Rewrite the lines from the one containing "compact like (509,430)." through the end of the records, changing every "van windshield" to "truck windshield" and keeping everything else the same.

Entries taken from a collection:
__________

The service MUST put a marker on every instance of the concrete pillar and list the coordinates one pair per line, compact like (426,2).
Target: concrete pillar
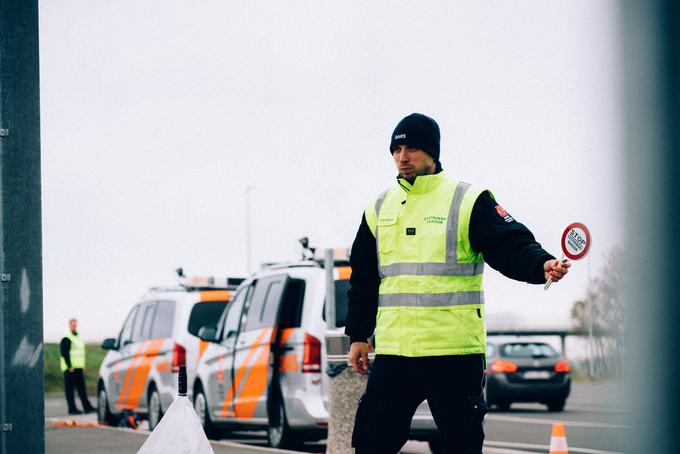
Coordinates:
(21,330)
(650,46)
(346,389)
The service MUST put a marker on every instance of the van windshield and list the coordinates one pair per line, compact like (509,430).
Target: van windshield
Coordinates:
(341,288)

__________

RESPONSE FOR THIS EXERCISE
The service MUST put a marker on every instance of the truck windshield and list the coordinates one pair per line, compact like (509,430).
Target: truck windshield
Coordinates:
(341,288)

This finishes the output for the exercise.